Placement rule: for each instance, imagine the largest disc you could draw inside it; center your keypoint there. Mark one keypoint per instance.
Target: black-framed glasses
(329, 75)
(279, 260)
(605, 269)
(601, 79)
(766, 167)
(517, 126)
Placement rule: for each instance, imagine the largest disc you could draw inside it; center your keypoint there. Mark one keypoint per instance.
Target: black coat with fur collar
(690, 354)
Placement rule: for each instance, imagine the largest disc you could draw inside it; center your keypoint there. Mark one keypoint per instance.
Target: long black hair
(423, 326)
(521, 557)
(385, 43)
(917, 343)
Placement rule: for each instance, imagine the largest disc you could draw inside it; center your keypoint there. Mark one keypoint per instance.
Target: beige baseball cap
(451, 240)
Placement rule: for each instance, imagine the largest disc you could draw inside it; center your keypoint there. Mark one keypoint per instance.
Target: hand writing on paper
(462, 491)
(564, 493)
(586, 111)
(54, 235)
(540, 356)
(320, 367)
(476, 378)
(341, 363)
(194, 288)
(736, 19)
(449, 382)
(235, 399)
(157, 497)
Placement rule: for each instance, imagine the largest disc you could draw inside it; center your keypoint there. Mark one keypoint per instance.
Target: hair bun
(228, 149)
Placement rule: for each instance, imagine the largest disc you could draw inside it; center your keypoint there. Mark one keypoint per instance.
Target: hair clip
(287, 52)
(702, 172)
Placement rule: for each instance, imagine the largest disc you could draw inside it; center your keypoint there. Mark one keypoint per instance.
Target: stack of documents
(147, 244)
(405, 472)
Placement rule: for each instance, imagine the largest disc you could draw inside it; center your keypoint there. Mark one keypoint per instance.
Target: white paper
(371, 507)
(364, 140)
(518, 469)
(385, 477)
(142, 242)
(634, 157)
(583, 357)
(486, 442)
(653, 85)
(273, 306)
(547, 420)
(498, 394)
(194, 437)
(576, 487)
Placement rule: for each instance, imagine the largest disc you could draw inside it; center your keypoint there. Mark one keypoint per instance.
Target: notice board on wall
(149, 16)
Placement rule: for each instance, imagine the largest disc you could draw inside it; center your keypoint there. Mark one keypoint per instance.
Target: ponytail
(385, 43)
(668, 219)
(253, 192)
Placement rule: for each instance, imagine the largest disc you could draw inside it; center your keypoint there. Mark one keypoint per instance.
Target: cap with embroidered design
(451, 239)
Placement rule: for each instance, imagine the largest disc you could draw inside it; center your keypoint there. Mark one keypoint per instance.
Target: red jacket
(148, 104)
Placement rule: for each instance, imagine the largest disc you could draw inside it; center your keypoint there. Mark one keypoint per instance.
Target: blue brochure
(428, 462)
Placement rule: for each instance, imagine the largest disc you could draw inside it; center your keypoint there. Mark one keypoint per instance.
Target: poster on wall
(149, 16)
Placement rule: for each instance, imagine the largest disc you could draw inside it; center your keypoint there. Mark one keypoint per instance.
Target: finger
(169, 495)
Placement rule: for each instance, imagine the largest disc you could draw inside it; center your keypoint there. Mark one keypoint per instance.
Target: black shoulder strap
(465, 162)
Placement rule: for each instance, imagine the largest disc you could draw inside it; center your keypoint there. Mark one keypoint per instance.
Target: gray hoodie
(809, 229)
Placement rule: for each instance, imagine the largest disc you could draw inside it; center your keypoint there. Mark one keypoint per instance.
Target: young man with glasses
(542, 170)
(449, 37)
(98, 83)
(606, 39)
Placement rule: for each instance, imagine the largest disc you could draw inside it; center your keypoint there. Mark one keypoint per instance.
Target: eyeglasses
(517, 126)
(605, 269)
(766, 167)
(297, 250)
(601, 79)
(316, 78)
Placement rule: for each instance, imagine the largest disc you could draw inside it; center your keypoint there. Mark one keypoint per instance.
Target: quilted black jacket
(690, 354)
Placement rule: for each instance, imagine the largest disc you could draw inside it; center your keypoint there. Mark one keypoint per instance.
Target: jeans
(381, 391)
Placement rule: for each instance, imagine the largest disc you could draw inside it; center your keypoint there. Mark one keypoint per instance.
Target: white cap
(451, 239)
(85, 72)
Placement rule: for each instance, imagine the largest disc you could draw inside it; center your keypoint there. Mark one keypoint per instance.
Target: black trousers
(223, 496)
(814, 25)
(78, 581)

### The task
Give the listing again, word for word.

### Written answer
Placement rule: for each instance, imagine the largest disc you could draw inside it; center your keypoint there. Mark one keypoint per instance.
Target: black-framed glasses
(329, 75)
(279, 260)
(605, 269)
(601, 79)
(766, 167)
(517, 126)
Placement rule: for each instance, imagine the largest disc you could draw inside it; center your keypoint there. Mark one keypoint per instance.
Target: black coat with fur collar
(690, 354)
Placement rule: for each instance, imagine the largest disc you could draw inside it; center your keypoint there. Mark one keypoint per instance.
Target: long black hair
(423, 326)
(521, 557)
(385, 43)
(917, 343)
Placement rule: for each instance, imagine the largest disc you could draw inside it; center your keypoint there. Mark one keypoint per instance.
Target: beige baseball cap
(451, 240)
Placement rule: for each instance, imagine the largest disc you could draw inside it; center your keypoint there. Mark one keypoint per instance.
Target: hand writing on paper
(462, 491)
(564, 493)
(586, 111)
(54, 235)
(540, 356)
(320, 367)
(476, 378)
(341, 363)
(194, 288)
(736, 19)
(449, 382)
(235, 399)
(157, 497)
Placement rule: for each instance, imagine the largest disc you could draw inside it; center your keypoint there. Mark one keypoint per instance.
Target: hair bun
(228, 149)
Placement rule: for each instance, imagine the largest disc you could draw inside it; center your keypoint there. Mark one keypoint per instance.
Target: hair clip
(287, 52)
(702, 172)
Placement rule: for each instance, imagine the largest disc you could draw inside it; center your keypoint there. Mark one keypoint per instance.
Target: stack of documents
(147, 244)
(405, 472)
Placement rule: for each instance, imagine the largest disc you could draw inside it; center your keypoint there. Mark one keypoint per instance.
Target: white paper
(371, 507)
(364, 140)
(518, 469)
(385, 477)
(142, 242)
(634, 157)
(583, 357)
(486, 442)
(653, 85)
(273, 306)
(547, 420)
(498, 394)
(194, 437)
(576, 487)
Placement rule: for each instance, imagine the largest disc you could draw inside it; center your keypoint there. Mark one keypoint per instance.
Target: notice board on wall
(149, 16)
Placement rule: for each instance, imagine the largest disc you could draw inside it; center your keypoint there. Mark one keypoint per instance.
Target: ponytail
(385, 43)
(668, 219)
(253, 192)
Placement rule: for each instance, imagine the largest disc you could draw inside it; center your keypoint there. Mark one keypoint per instance.
Target: cap with embroidered design
(451, 239)
Placement rule: for each instance, imagine the largest disc you could draw inside it; center your keypoint there. Mark one keypoint per instance.
Target: red jacket
(148, 104)
Placement rule: for each instance, imagine the largest disc you could draw inside it; center your keypoint there. Mark one keypoint per instance.
Target: blue brochure
(428, 462)
Placement rule: for each instance, imagine the largest disc you could draw inside it; center your keypoint there. Mark one keypoint per instance.
Target: poster on wall
(149, 16)
Placement rule: for each instance, imagine the largest disc you could draw inside it; center your keypoint there. Mark one keypoint per instance.
Target: finger
(169, 495)
Placement rule: for each instance, imagine the largest disc you could draw inside it; center your keypoint there. Mark one keypoint per instance.
Target: black shoulder strap
(465, 162)
Placement rule: for each instance, imagine the largest disc you could draw inside it; center your keypoint there. Mark one keypoint per instance.
Target: gray hoodie
(809, 229)
Placement rule: for each instance, imagine the largest disc you could draw inside it; center your keypoint there. Mark one keypoint per instance.
Target: young man with glasses
(542, 170)
(449, 37)
(98, 83)
(606, 39)
Placement rule: for each instance, imagine the largest disc you could draw inside it; center your keypoint there. Mark one keypoint per instance.
Target: eyeglasses
(517, 126)
(605, 269)
(766, 167)
(297, 250)
(601, 79)
(316, 78)
Placement rule: for each instance, imagine the largest disc you could draw inside it; center your keypoint there. Mark one keypoint per instance.
Target: quilted black jacket
(690, 354)
Placement rule: for each instance, imagine the largest disc you could draw inside it; center your keypoint there. Mark one keypoint per instance.
Target: jeans
(381, 391)
Placement rule: for each instance, imagine the largest disc you could draw inside it; center your keypoint there. Mark one keypoint per instance.
Target: white cap
(451, 239)
(85, 72)
Placement rule: for each instance, imagine the largest disc you could draw inside it; center your keypoint there. Mark one keypoint per instance.
Target: black trousers
(223, 496)
(814, 25)
(78, 581)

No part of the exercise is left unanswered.